[start]
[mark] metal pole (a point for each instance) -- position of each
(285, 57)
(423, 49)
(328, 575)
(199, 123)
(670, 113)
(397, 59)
[end]
[start]
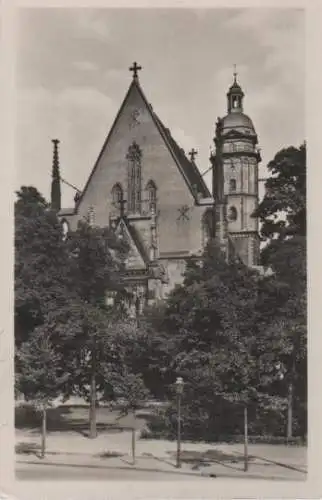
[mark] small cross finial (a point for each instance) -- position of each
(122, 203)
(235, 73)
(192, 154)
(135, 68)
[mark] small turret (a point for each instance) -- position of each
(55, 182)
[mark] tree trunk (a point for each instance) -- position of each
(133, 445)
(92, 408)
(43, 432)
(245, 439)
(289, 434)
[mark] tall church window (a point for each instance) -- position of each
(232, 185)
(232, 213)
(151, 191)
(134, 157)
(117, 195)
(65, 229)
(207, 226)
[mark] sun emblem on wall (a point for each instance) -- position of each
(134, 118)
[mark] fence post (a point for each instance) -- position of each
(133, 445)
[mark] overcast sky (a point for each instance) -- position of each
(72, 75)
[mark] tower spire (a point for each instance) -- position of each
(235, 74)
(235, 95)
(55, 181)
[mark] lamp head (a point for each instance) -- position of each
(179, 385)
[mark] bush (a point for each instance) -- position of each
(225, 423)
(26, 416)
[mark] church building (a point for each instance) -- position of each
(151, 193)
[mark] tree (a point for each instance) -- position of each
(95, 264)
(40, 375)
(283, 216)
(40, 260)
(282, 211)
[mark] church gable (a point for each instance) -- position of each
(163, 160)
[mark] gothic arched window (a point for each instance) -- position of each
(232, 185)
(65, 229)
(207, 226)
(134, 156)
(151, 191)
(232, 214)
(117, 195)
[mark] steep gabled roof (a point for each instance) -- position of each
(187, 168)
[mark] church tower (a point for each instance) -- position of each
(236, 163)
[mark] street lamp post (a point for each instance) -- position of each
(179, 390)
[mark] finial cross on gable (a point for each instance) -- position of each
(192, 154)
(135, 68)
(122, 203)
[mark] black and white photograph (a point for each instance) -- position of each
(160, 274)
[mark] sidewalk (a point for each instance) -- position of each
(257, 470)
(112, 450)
[end]
[Exercise prompt] Select every row above that contains the word "window" and copy each one out in full.

[Result]
[mark] tall church window (a point for each instance) -- position of each
[mark] gothic arched window (a point for each instance) -- position of each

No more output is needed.